**Problem to work on:** Copy every line of the data exactly, leaving nothing out.

**Data under study:**
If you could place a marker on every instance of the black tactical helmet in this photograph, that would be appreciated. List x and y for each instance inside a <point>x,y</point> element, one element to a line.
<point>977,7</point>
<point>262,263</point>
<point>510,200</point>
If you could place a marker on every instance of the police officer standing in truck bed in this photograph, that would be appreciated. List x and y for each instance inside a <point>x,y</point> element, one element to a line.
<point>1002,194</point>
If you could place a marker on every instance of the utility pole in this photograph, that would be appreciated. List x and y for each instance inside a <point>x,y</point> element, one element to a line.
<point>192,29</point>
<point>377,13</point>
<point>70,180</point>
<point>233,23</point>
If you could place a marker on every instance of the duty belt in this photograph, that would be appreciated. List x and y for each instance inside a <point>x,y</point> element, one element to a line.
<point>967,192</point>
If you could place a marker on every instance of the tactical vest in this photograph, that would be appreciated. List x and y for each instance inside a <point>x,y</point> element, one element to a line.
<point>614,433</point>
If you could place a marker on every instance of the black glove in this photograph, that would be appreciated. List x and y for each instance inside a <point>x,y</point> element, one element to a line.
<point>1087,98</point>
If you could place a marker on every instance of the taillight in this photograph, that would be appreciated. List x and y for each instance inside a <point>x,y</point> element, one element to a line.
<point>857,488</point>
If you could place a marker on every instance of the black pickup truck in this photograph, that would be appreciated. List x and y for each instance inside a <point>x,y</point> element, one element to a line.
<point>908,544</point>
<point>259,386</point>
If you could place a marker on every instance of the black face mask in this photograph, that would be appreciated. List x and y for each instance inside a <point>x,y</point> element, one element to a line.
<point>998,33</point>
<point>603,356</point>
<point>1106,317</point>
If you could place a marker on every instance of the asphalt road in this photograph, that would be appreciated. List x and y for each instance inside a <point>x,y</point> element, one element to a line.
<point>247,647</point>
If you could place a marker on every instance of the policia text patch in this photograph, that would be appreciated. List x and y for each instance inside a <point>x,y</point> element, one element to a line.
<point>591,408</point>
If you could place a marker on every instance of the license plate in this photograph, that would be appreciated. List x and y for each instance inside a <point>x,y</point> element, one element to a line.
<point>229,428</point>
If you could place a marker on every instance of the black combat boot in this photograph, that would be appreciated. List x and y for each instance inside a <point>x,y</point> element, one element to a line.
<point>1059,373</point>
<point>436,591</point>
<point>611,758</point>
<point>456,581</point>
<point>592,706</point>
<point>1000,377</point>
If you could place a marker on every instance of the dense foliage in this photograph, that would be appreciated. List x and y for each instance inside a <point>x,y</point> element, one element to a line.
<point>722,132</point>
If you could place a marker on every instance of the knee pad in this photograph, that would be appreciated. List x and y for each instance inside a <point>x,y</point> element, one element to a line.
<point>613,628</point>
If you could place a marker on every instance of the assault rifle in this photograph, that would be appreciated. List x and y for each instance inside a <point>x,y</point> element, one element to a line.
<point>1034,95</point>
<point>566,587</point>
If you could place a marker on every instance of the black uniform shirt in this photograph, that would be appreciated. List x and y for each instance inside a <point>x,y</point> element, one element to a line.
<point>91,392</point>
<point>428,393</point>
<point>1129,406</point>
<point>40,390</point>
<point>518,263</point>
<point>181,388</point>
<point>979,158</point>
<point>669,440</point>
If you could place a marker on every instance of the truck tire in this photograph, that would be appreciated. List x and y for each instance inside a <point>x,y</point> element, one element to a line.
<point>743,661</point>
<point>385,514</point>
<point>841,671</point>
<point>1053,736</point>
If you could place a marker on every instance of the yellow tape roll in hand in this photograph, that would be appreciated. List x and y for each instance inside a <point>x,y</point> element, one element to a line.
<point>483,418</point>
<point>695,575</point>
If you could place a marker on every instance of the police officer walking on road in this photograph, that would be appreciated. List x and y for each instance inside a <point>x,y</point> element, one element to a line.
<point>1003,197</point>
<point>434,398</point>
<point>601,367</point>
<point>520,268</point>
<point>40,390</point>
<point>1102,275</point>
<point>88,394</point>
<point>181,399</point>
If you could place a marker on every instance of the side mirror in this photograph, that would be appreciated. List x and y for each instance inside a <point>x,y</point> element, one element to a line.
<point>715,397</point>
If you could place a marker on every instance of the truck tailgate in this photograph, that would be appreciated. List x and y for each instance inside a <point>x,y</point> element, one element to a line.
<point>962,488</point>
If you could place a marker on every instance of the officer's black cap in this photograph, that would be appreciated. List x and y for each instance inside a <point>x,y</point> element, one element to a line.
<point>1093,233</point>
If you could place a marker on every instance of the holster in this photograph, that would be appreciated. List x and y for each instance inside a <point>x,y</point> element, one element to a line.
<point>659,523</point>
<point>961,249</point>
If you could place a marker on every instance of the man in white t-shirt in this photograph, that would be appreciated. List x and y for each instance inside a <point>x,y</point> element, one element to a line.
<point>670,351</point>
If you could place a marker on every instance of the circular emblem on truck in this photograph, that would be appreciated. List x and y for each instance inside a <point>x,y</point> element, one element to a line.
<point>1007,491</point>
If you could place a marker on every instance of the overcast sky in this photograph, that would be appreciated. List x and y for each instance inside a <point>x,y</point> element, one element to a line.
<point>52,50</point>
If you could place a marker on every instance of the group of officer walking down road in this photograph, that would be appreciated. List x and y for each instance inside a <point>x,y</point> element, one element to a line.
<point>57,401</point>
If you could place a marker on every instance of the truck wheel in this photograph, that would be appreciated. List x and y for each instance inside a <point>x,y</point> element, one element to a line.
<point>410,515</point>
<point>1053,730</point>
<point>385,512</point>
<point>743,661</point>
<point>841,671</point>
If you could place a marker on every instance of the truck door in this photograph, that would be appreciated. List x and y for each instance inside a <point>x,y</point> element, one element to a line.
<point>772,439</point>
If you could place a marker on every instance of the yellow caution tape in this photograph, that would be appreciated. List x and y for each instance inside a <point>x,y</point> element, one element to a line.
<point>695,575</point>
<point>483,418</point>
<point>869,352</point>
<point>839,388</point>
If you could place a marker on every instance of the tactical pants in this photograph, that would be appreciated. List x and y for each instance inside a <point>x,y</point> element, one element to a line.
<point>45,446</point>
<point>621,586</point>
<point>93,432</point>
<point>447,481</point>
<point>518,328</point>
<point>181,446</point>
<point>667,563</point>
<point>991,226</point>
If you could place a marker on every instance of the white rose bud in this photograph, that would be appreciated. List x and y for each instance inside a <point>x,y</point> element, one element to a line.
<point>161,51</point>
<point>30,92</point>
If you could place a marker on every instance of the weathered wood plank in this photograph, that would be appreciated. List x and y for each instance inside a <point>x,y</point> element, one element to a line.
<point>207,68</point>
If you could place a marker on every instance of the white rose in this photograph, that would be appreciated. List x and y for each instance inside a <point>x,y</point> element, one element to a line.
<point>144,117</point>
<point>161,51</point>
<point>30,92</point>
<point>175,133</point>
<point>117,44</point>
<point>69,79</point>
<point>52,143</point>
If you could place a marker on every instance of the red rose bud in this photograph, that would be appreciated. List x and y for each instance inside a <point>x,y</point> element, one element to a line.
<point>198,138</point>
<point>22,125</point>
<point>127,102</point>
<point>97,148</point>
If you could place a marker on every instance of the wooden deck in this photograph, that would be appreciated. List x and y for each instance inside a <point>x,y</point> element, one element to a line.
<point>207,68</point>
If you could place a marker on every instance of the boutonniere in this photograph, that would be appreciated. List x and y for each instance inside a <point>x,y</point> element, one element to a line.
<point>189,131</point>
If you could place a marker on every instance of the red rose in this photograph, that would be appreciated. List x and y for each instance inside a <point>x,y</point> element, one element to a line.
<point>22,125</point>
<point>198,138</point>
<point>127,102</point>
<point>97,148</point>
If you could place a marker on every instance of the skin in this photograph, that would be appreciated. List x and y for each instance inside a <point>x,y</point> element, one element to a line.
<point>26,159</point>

**Your solution:**
If you could place a marker on every instance of the black tactical helmet in this photograph, that would be appreciated. List x and y for each instance inside a <point>x,y</point> element, one element to a line.
<point>977,7</point>
<point>262,263</point>
<point>510,200</point>
If you could place a marker on every instance of the police officer standing in truck bed in this photograph, that would be appreciated. List x and y for each instance inside a <point>x,y</point> element, one element to a line.
<point>1002,194</point>
If you could place a marker on every instance of the utility pole in this photograph, that would be appreciated. List x and y for each instance inside a <point>x,y</point> element, one element to a line.
<point>192,29</point>
<point>377,13</point>
<point>70,180</point>
<point>233,23</point>
If you could place a marker on every instance of the duty belt in this photograph, that would be appreciated. List x and y for each instance inside a <point>x,y</point> element, one element to a line.
<point>967,192</point>
If you could place a marker on every instance of the tactical vest in this photograph, that would be appreciated. List x and y for each instance inside a <point>x,y</point> element, one element to a line.
<point>614,433</point>
If you could place a marker on every instance of the black glove in this photograph, that would be appreciated. List x and y for each instance inside a <point>x,y</point> element, one element to a line.
<point>1087,98</point>
If you could place a marker on every instance of the taillight in this photograph, that would be appreciated. List x and y for each instance inside a <point>x,y</point> element, one element to a line.
<point>857,488</point>
If you could place a marker on every instance of the black pickup truck in this photograph, that would be appreciated. List x and y for each instance inside a <point>x,y</point> element, one element to a line.
<point>908,544</point>
<point>259,386</point>
If you could place a marker on every instance of the black face mask in this photograph, that would be appreciated. List x and y for each instance inside a <point>x,y</point> element, one element to a line.
<point>998,33</point>
<point>603,356</point>
<point>1106,317</point>
If you could place a marker on every instance of the asphalt road in this photograph, that would be appreciated. List x and y for each instance inside a <point>x,y</point> element, one element to a line.
<point>247,647</point>
If you could place a marker on every instance of the policia text patch in this photograph, that would be appreciated. List x and y for each instance inside a <point>x,y</point> element, one element to a line.
<point>591,408</point>
If you could place a marker on every instance of the license plate in this photograph, that would be appreciated. List x and y for each instance inside a <point>x,y</point> element, one element to a line.
<point>229,428</point>
If you could place a marker on every instance of the black combat boot in this photograph, that would be appreciated. List x and y for each instance inside a <point>x,y</point> element, one element to a line.
<point>1059,373</point>
<point>436,591</point>
<point>611,758</point>
<point>456,581</point>
<point>592,706</point>
<point>1000,377</point>
If you could place a marker on every instance of the dense foliage in this photograph, that would be appreciated. List x and y for each instance inside a <point>x,y</point> element, one element to a line.
<point>722,132</point>
If you could place a marker on every instance of the knee pad in this photograph, that would be appreciated. List x and y for each instance inside a <point>x,y</point> element, one element to a line.
<point>613,628</point>
If you could place a marker on every instance of the assault rifle in this photograph, that would be appreciated. List x and y for each instance inside a <point>x,y</point> element, one element to a line.
<point>1034,95</point>
<point>566,587</point>
If you could place a marker on every instance of the black uniform shirt in this photograph, that would be appreciated. List x and y for each instance inside a <point>x,y</point> element, one element to a line.
<point>91,392</point>
<point>428,393</point>
<point>1129,406</point>
<point>40,390</point>
<point>518,263</point>
<point>181,388</point>
<point>979,158</point>
<point>669,440</point>
If you could place a marker on every instance of the truck tire in this photograph, that would be appreciated. List x and y for each instance inside a <point>x,y</point> element, one element to a line.
<point>743,661</point>
<point>385,514</point>
<point>841,671</point>
<point>1053,736</point>
If you could place a marker on every instance of the yellow tape roll in hand in this photograph, that would be appreciated. List x and y for each instance inside a <point>x,y</point> element, one element to a line.
<point>483,418</point>
<point>695,575</point>
If you could place a marker on every instance of the police officer walking on road in this photograph, that would be appreciated. List x and y for each instance inside a <point>x,y</point> element, one element to a line.
<point>1003,197</point>
<point>434,398</point>
<point>601,367</point>
<point>520,268</point>
<point>40,390</point>
<point>1102,275</point>
<point>88,394</point>
<point>181,399</point>
If you could place a marker on every instance of the side mirror in this photograph, that would be appreciated. List x and y for each instance inside a <point>x,y</point> element, one element to a line.
<point>715,397</point>
If you could place a marker on every instance of the truck tailgate in this photograph, that would be appreciated. List x and y for each instance inside a <point>x,y</point> element, one element to a line.
<point>962,488</point>
If you could place a marker on every instance of the officer's black cap in this photograph, that would be appreciated. List x and y for each instance inside a <point>x,y</point> element, one element to a line.
<point>1093,233</point>
If you could place a marker on every instance of the holster in this photograph, that would be appreciated. List x and y for each instance inside a <point>x,y</point> element, one element to a line.
<point>659,523</point>
<point>961,249</point>
If you could place a marker on every instance of the man in white t-shirt in this photograph, that would be appreciated. List x and y for each instance inside a <point>x,y</point> element, one element to a line.
<point>670,351</point>
If you could place a marker on every instance of the circular emblem on truck in this photograph, that would be appreciated. List x and y for each instance inside a <point>x,y</point> element, one element to a line.
<point>1007,491</point>
If you could place a marker on every instance of the overcast sky in this photograph, that would be appreciated. List x and y for each instance inside a <point>x,y</point> element, one element to a line.
<point>52,50</point>
If you could place a marker on every instance of the group of officer walking down road in this photograph, that would be appreciated. List x and y for each instance inside a <point>x,y</point> element, one element to a line.
<point>57,401</point>
If you could place a marker on every instance of the truck wheel in this photograph, that would be appreciated. List x and y for each instance inside a <point>x,y</point> element, one element to a line.
<point>410,515</point>
<point>1053,730</point>
<point>385,512</point>
<point>743,661</point>
<point>841,671</point>
If you could place a marker on every instance of the truck door in this photograph, that would be appreciated. List x and y for each instance inside a <point>x,y</point> element, one element to a line.
<point>772,439</point>
If you could place a marker on every instance of the yellow caution tape in this photograph, that would be appreciated. List x and y for each instance inside a <point>x,y</point> element, one element to a line.
<point>695,575</point>
<point>483,418</point>
<point>869,352</point>
<point>839,388</point>
If you could place a marker on every instance of the tactical pants in this photograph, that would be appreciated. List x and y for each instance inside a <point>x,y</point> element, one element to a line.
<point>45,446</point>
<point>621,586</point>
<point>93,432</point>
<point>447,481</point>
<point>518,328</point>
<point>181,446</point>
<point>667,563</point>
<point>991,226</point>
If you could place a marker on every instance of the white rose bud in this photograph, that would be appreciated. List x and y for each instance inside a <point>x,y</point> element, one element to a line.
<point>161,51</point>
<point>30,92</point>
If you could place a marker on every instance of the weathered wood plank in this photograph, that would be appreciated. List x and y for each instance inside a <point>x,y</point> element, one element to a line.
<point>207,68</point>
If you could place a marker on every instance of the white rose in this photograph, that would be appreciated. List x and y for each instance inside a <point>x,y</point> element, one element to a line.
<point>144,117</point>
<point>161,51</point>
<point>30,92</point>
<point>175,133</point>
<point>117,44</point>
<point>69,79</point>
<point>52,143</point>
If you could place a marker on every instance of the red rose bud in this photograph, that would be appreciated. List x and y for each instance inside a <point>x,y</point> element, one element to a line.
<point>198,138</point>
<point>22,125</point>
<point>127,102</point>
<point>97,148</point>
If you could place a marker on every instance of the wooden deck in this photograph, that would be appreciated. List x and y for each instance inside a <point>x,y</point> element, one element to a line.
<point>207,68</point>
If you could place a marker on every instance of the boutonniere in this photograph, that would be appreciated. List x and y for each instance inside a <point>x,y</point> element, one element to a line.
<point>189,131</point>
If you could place a marker on every instance of the red rose in this photograph, that would be appreciated. List x and y for each instance inside a <point>x,y</point> element, one element to a line.
<point>22,125</point>
<point>198,138</point>
<point>127,102</point>
<point>97,148</point>
If you could place a marker on every instance of the skin in this photograph, that would be appreciated. List x and y for each instance inside a <point>x,y</point> element, one element to a line.
<point>26,159</point>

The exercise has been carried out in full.